Transcribe all of the data below character for character, keeping every line intact.

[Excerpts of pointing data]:
***

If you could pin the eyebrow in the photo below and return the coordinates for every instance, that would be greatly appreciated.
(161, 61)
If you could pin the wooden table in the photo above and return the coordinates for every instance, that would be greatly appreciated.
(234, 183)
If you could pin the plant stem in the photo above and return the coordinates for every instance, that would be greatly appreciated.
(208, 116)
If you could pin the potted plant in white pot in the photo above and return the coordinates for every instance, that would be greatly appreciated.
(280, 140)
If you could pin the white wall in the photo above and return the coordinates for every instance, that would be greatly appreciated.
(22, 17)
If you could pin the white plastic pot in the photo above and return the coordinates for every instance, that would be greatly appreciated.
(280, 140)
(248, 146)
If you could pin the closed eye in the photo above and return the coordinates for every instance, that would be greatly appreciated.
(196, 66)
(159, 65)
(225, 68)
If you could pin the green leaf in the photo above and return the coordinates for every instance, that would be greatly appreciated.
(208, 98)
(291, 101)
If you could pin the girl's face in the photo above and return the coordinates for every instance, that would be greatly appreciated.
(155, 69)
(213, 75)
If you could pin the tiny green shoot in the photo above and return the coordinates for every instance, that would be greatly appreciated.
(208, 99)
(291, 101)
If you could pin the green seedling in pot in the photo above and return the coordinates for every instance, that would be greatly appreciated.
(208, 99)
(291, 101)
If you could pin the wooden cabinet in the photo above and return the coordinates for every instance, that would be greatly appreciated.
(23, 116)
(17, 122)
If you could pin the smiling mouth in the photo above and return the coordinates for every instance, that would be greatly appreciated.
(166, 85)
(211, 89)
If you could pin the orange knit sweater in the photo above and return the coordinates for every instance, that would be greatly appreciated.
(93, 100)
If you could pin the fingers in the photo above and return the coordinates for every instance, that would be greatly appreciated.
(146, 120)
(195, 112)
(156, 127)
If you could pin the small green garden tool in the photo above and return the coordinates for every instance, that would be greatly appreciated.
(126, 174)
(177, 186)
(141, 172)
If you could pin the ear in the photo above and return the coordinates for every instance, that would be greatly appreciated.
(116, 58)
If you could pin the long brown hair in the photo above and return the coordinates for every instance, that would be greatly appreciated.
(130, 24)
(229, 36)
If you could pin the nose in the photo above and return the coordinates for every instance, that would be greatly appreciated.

***

[Task output]:
If you could pin the eyebrow in the photo below and return the coordinates for every instance, that would be greatly appreciated.
(161, 61)
If you could pin the wooden table in the photo above and return the coordinates for every instance, that would be greatly appreciated.
(234, 183)
If you could pin the plant stem in the photo above and return the coordinates for every instance, that would be greatly appreciated.
(208, 116)
If you could pin the potted plant in white pot in the photo above and return the coordinates for every instance, that would be greatly appreciated.
(280, 140)
If you could pin the white wall in the photo above and return the coordinates for every instance, that would be greatly appreciated.
(22, 17)
If you could pin the white plastic pot in the photo above and return the coordinates for every instance, that would be greatly appreciated.
(280, 140)
(248, 146)
If you could pin the closed eye in the photo above and return the coordinates for every instance, that would be greatly appreciated.
(196, 66)
(159, 65)
(225, 68)
If you could pin the green leaf in the photo above and return the coordinates for every instance, that would be greatly appreciated.
(208, 98)
(291, 101)
If you could pin the girl's face in the photo above and return the coordinates for every instance, that would be greatly appreciated.
(155, 69)
(213, 75)
If you could pin the tiny green shoot in the photo above and return the coordinates for every instance, that would be greatly appreciated.
(208, 99)
(291, 101)
If you could pin the green seedling in pot in the photo above and return the coordinates for every instance, that would be greatly appreciated.
(208, 99)
(291, 101)
If you could pin the wooden cabinet in the photo above and return the coordinates for every instance, that would be greatly appreciated.
(23, 116)
(17, 122)
If you could pin the smiling mouth in the photo above and return the coordinates for every instance, that would be greatly appreciated.
(166, 85)
(211, 89)
If you could pin the orange knit sweater in the photo above and return the coordinates for every instance, that would be greatly appreciated.
(93, 100)
If you could pin the fingers in the photo above and return the coordinates for every instance, that would be greatly appreciated.
(146, 120)
(195, 112)
(156, 127)
If you could pin the small green garden tool in the photo above and return the coordinates for every instance, that would be greatly appreciated.
(126, 174)
(177, 186)
(141, 172)
If you could pin the ear in the photo above and return the coordinates for every instance, that would be greatly appreciated.
(116, 58)
If you could pin the long brown hair in the photo above and return the coordinates for every instance, that would be greatly appreciated.
(130, 24)
(229, 36)
If you could pin the nose in the photo above and return the coordinates for every instance, that would be greatly appreciated.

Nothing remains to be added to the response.